* Testo fornito *
_____
Posted: 14/08/2016 alle 8:19 am   /   by   /   comments (0)

L’estate è, per forza di cose, la stagione durante la quale il corpo si scopre di più e lo si espone di più agli sguardi altrui. Per strada, al bar, al ristorante ma è sulla spiaggia dove, messo a nudo, il corpo può rivelare quanto sia diffuso l’uso di “decorarlo” con i tatuaggi.

Non c’è dubbio che alcuni di questi per la complessità del disegno si potrebbero definire delle vere opere d’arte: una “body art”, appunto.

La moda è talmente diffusa che sia donne che uomini di ogni età esibiscono su braccia o sul torace un “disegno”, magari messo in risalto anche da un abbigliamento studiato.

Sfugge però che questa pratica ha seri risvolti di natura sanitaria non correttamente percepiti. Per questo motivo l’Istituto Superiore di Sanità ha effettuato uno studio (lo trovi qui) https://www.iss.it/pres/?lang=1&id=1555&tipo=6&csss=001 condotto su un campione di quasi 8000 persone rappresentativo della popolazione di età superiore ai 12 anni. Risulta che una quota non trascurabile (il 12% della popolazione, pari a 7 milioni di persone) ha praticato un tatuaggio.

La situazione fotografata vede una maggioranza di donne, il 13,8% delle intervistate, contro un 11,7% di uomini; un 25% risiede al nord, il 30,7% ha una laurea e il 63,1% ha un’occupazione. Le fasce d’età più interessate ai tatuaggi sono quelle tra i 35 e i 44 anni (il 29,9%). Mediamente il primo tatuaggio viene praticato a 25 anni ma v’è anche una quota non trascurabile di minori (7,7%).

Curiosità: su quale parte del corpo si pratica prevalentemente il tatuaggio? Gli uomini prediligono braccia, spalle e gambe; le donne piedi, schiena e caviglie.
_____
* Voci del dataset *
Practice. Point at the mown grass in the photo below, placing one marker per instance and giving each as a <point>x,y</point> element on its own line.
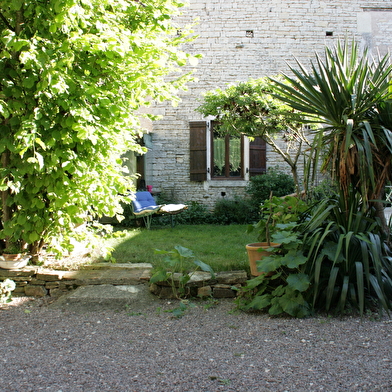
<point>222,247</point>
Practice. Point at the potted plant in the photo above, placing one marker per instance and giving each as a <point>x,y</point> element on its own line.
<point>277,213</point>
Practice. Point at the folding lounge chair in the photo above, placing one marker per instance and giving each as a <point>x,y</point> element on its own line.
<point>144,206</point>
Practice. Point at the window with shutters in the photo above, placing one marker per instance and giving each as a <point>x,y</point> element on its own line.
<point>226,156</point>
<point>223,157</point>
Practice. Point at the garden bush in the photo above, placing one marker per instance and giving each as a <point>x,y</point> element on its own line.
<point>275,181</point>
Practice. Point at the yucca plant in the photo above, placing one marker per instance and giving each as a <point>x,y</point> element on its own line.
<point>348,92</point>
<point>348,263</point>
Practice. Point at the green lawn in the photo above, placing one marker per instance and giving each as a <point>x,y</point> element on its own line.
<point>222,247</point>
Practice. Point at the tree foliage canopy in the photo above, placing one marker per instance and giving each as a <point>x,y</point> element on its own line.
<point>74,74</point>
<point>251,108</point>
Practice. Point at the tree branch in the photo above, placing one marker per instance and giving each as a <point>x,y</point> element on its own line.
<point>5,21</point>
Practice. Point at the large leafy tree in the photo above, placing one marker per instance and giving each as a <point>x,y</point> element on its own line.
<point>73,75</point>
<point>250,108</point>
<point>348,92</point>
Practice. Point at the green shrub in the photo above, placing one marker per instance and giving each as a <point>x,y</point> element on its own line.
<point>349,264</point>
<point>275,181</point>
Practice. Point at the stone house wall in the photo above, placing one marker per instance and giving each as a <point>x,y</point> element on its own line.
<point>242,40</point>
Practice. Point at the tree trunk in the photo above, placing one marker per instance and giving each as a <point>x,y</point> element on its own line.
<point>6,209</point>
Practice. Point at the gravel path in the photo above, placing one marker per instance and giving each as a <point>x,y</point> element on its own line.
<point>208,349</point>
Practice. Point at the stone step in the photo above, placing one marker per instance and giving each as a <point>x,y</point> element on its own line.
<point>114,297</point>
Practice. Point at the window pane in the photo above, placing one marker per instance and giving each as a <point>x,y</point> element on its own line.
<point>235,157</point>
<point>219,156</point>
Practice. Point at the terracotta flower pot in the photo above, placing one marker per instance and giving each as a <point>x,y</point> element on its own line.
<point>257,251</point>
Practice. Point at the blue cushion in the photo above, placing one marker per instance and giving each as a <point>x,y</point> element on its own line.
<point>144,201</point>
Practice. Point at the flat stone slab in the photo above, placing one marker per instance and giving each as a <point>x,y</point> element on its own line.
<point>120,297</point>
<point>127,275</point>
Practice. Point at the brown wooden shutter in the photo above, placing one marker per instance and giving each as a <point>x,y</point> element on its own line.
<point>198,151</point>
<point>257,157</point>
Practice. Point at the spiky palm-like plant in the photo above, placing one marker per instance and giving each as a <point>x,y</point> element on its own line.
<point>348,92</point>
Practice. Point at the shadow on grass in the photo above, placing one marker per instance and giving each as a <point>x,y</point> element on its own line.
<point>222,247</point>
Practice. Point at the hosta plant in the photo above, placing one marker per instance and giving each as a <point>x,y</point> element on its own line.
<point>177,269</point>
<point>282,287</point>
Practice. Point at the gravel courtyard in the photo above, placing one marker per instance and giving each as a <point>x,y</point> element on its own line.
<point>211,348</point>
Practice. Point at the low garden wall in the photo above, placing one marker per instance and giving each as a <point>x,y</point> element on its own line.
<point>37,282</point>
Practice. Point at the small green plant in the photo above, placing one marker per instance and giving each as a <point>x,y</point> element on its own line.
<point>274,212</point>
<point>178,267</point>
<point>6,289</point>
<point>180,310</point>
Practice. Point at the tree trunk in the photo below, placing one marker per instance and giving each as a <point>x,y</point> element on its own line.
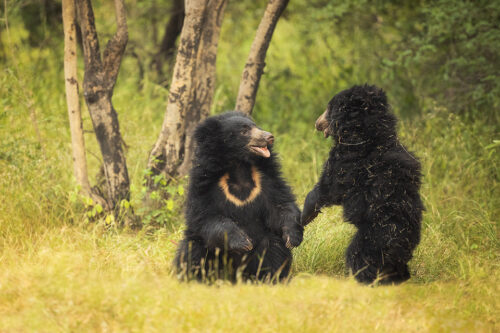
_____
* Esercizi *
**a.** Trascrivi dal testo sui tatuaggi la parte tra "Non c’è dubbio" e "un abbigliamento studiato.", comprese queste parole.
**b.** Nel testo sui tatuaggi, a che età si fa in media il primo tatuaggio?
Le voci non hanno niente a che fare con il testo sui tatuaggi.

* Soluzioni *
**a.**
Non c’è dubbio che alcuni di questi per la complessità del disegno si potrebbero definire delle vere opere d’arte: una “body art”, appunto.

La moda è talmente diffusa che sia donne che uomini di ogni età esibiscono su braccia o sul torace un “disegno”, magari messo in risalto anche da un abbigliamento studiato.

**b.** A 25 anni.